- ZU BEARBEITENDE AUFGABEN
[a] Seit welchem Jahr lebt und arbeitet Borja Mozo Martín laut dem Textauszug in Rumänien?
[b] Erläutern Sie in einem bis drei Sätzen anhand des Textauszugs, wodurch Borja Mozo Martín eine internationale Laufbahn möglich wurde.
[c] Geben Sie den Abschnitt des Textauszugs von „Borja Mozo Martín ist“ bis „in Bukarest unterrichtet.“ wortgetreu wieder.

Tag: Mentalität

  • Borja Mozo Martín: „Osteuropa ermöglicht Neuentdeckung der gesamteuropäischen Identität“

    Borja Mozo Martín: „Osteuropa ermöglicht Neuentdeckung der gesamteuropäischen Identität“

     

     

    Borja Mozo Martín ist literarischer Übersetzer und Kulturredakteur. Der gebürtige Spanier aus Madrid lebt und arbeitet seit 2016 in Rumänien. Er übersetzt Werke der rumänischen und französischen Literatur ins Spanische. Seine Ausbildung erfuhr er an der Complutense Universität in der spanischen Hauptstadt, wo er zunächst französische Literatur und Journalistik studierte. Danach belegte er ein Masterstudium in Literaturwissenschaft und Fremdsprachendidaktik, was ihm danach eine internationale Laufbahn ermöglichte – in den letzten 10 Jahren hat er Spanische Sprache und Kultur an unterschiedlichen Hochschulen in Frankreich und Rumänien sowie am spanischen Kulturinstitut „Cervantes“ in Bukarest unterrichtet.

    Seine literarischen Vorlieben gelten der Moderne und der zeitgenössischen Literatur. Als Übersetzer hat er bislang vier rumänische Romane ins Spanische übertragen – zwei Klassiker der Nachkriegsmoderne und zwei zeitgenössische Romane, darunter den Roman „Und man hörte die Zikaden“ unserer Kollegin Corina Sabău von der Feature-Redaktion. Aktuell arbeitet er an der Übersetzung des Romans „Das Mädchen, das Gott spielen wollte“ von Dan Lungu.

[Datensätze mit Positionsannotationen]
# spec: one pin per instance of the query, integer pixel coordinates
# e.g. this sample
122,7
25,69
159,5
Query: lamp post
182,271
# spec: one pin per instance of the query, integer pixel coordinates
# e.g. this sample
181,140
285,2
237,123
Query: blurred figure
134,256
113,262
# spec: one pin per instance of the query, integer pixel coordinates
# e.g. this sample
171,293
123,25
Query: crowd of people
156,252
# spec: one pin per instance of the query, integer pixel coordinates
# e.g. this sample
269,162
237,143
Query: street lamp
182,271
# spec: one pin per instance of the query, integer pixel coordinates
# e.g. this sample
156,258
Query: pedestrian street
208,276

==

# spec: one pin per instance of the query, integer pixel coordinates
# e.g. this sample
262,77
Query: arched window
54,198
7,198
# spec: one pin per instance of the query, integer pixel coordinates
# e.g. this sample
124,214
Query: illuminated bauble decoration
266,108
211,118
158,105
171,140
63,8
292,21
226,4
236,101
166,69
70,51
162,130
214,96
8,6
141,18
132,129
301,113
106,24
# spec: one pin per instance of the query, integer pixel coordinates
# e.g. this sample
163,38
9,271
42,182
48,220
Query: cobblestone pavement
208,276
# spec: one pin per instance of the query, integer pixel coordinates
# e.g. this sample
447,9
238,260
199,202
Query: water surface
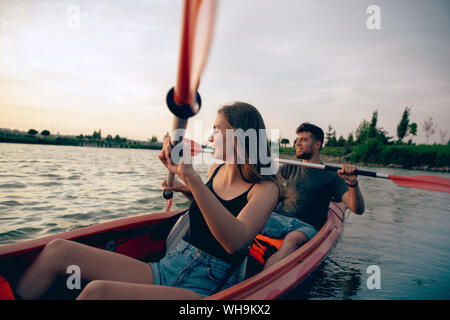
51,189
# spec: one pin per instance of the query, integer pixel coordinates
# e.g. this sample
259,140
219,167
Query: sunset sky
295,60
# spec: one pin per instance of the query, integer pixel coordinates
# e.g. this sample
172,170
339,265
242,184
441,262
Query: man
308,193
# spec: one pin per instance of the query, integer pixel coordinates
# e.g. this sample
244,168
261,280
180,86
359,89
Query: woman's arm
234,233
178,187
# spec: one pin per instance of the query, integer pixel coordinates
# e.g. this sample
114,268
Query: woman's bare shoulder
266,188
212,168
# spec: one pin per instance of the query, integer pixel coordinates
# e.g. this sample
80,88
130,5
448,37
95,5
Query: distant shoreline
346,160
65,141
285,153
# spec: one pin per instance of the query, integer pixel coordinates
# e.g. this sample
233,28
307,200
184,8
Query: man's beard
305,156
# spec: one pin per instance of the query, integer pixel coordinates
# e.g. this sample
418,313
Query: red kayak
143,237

---

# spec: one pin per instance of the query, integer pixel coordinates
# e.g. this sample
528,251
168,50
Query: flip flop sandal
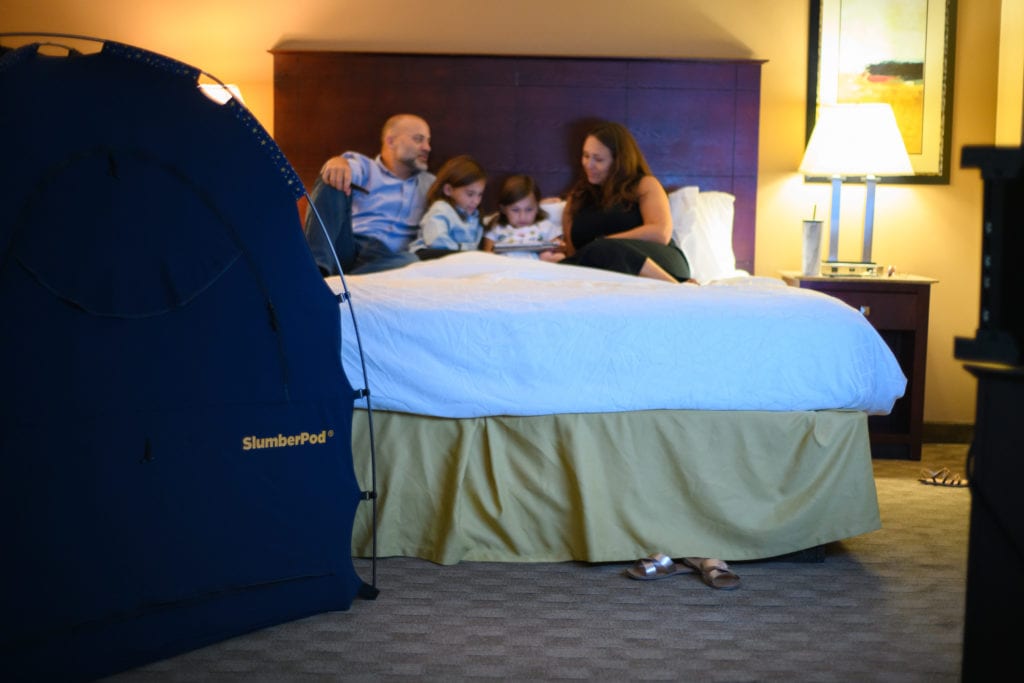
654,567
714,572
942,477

- SCHRIFTLICHE ANTWORTEN
[a] Seit 2016.

[b] Nach dem Studium der französischen Literatur und Journalistik an der Complutense Universität in Madrid belegte er ein Masterstudium in Literaturwissenschaft und Fremdsprachendidaktik. Dieses Masterstudium ermöglichte ihm laut dem Textauszug eine internationale Laufbahn.

[c]
Borja Mozo Martín ist literarischer Übersetzer und Kulturredakteur. Der gebürtige Spanier aus Madrid lebt und arbeitet seit 2016 in Rumänien. Er übersetzt Werke der rumänischen und französischen Literatur ins Spanische. Seine Ausbildung erfuhr er an der Complutense Universität in der spanischen Hauptstadt, wo er zunächst französische Literatur und Journalistik studierte. Danach belegte er ein Masterstudium in Literaturwissenschaft und Fremdsprachendidaktik, was ihm danach eine internationale Laufbahn ermöglichte – in den letzten 10 Jahren hat er Spanische Sprache und Kultur an unterschiedlichen Hochschulen in Frankreich und Rumänien sowie am spanischen Kulturinstitut „Cervantes“ in Bukarest unterrichtet.